* BEGIN EXTRACTED INFORMATION *

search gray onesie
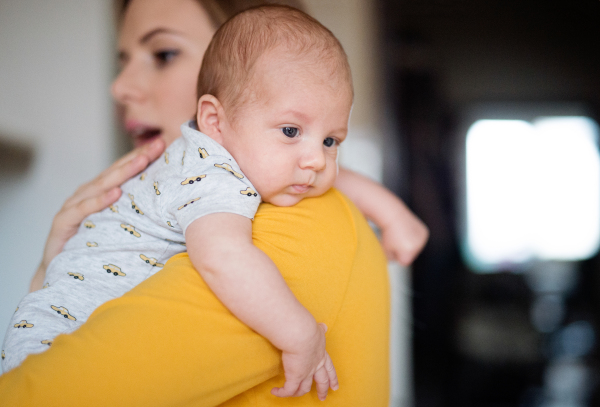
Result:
[2,122,260,372]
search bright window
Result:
[465,117,600,271]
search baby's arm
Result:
[335,168,429,265]
[185,213,338,400]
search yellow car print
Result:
[215,163,244,179]
[181,175,206,185]
[14,319,33,328]
[67,273,84,281]
[240,187,258,196]
[177,197,200,211]
[103,263,126,277]
[50,305,77,321]
[140,254,165,267]
[127,194,144,215]
[121,223,142,237]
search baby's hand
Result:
[381,213,429,266]
[271,324,339,400]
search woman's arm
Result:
[29,139,165,292]
[0,190,389,407]
[185,212,337,400]
[335,168,429,266]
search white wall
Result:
[0,0,114,372]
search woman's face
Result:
[111,0,215,147]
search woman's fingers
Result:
[40,139,165,271]
[65,139,165,207]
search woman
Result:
[0,0,426,406]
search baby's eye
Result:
[281,127,298,138]
[323,137,335,147]
[154,49,179,66]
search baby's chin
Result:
[262,194,305,207]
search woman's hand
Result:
[29,139,165,292]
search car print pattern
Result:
[215,163,244,179]
[13,319,33,328]
[50,305,77,321]
[121,223,142,237]
[103,263,126,277]
[181,175,206,185]
[240,187,258,196]
[140,254,165,267]
[177,197,200,211]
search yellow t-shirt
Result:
[0,190,389,407]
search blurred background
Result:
[0,0,600,407]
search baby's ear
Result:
[196,95,224,143]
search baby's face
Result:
[223,53,352,206]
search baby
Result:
[3,6,353,395]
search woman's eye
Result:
[154,49,179,66]
[281,127,298,138]
[323,137,335,147]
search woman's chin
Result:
[132,131,164,148]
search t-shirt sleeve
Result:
[163,155,260,235]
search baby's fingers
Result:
[314,366,329,401]
[324,353,340,390]
[271,380,301,397]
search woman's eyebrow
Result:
[140,28,179,44]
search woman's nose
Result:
[300,143,326,171]
[110,62,145,104]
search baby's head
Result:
[196,6,353,206]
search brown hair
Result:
[197,5,352,116]
[115,0,305,28]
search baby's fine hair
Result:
[197,5,352,114]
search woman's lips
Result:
[125,121,162,147]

* END EXTRACTED INFORMATION *

- REQUEST: Write out the part of the material that opens with the line containing "search baby's chin" and runs through the end of the material, copying it word for word.

- ANSWER TO THIS TASK:
search baby's chin
Result:
[262,194,305,207]
search woman's hand
Result:
[29,139,165,292]
search car print pattern
Result:
[215,163,244,179]
[13,319,33,328]
[50,305,77,321]
[121,223,142,237]
[103,263,126,277]
[181,175,206,185]
[240,187,258,196]
[140,254,165,267]
[177,197,200,211]
search yellow t-shirt
Result:
[0,190,389,407]
search blurred background
Result:
[0,0,600,407]
search baby's ear
Result:
[196,95,224,143]
search baby's face
Result:
[223,53,352,206]
search baby
Result:
[3,6,353,395]
search woman's eye
Result:
[154,49,179,66]
[281,127,298,138]
[323,137,335,147]
search woman's chin
Result:
[132,131,164,148]
search t-shirt sleeve
Result:
[163,155,260,235]
search baby's fingers
Result:
[314,366,329,401]
[324,353,340,390]
[271,380,301,397]
search woman's eyebrow
Result:
[140,28,179,44]
search woman's nose
Result:
[300,143,326,171]
[110,62,145,104]
search baby's head
Result:
[196,6,353,206]
search brown hair
Result:
[197,5,352,116]
[115,0,305,28]
search baby's fine hair
Result:
[197,5,352,114]
search woman's lips
Result:
[125,121,162,147]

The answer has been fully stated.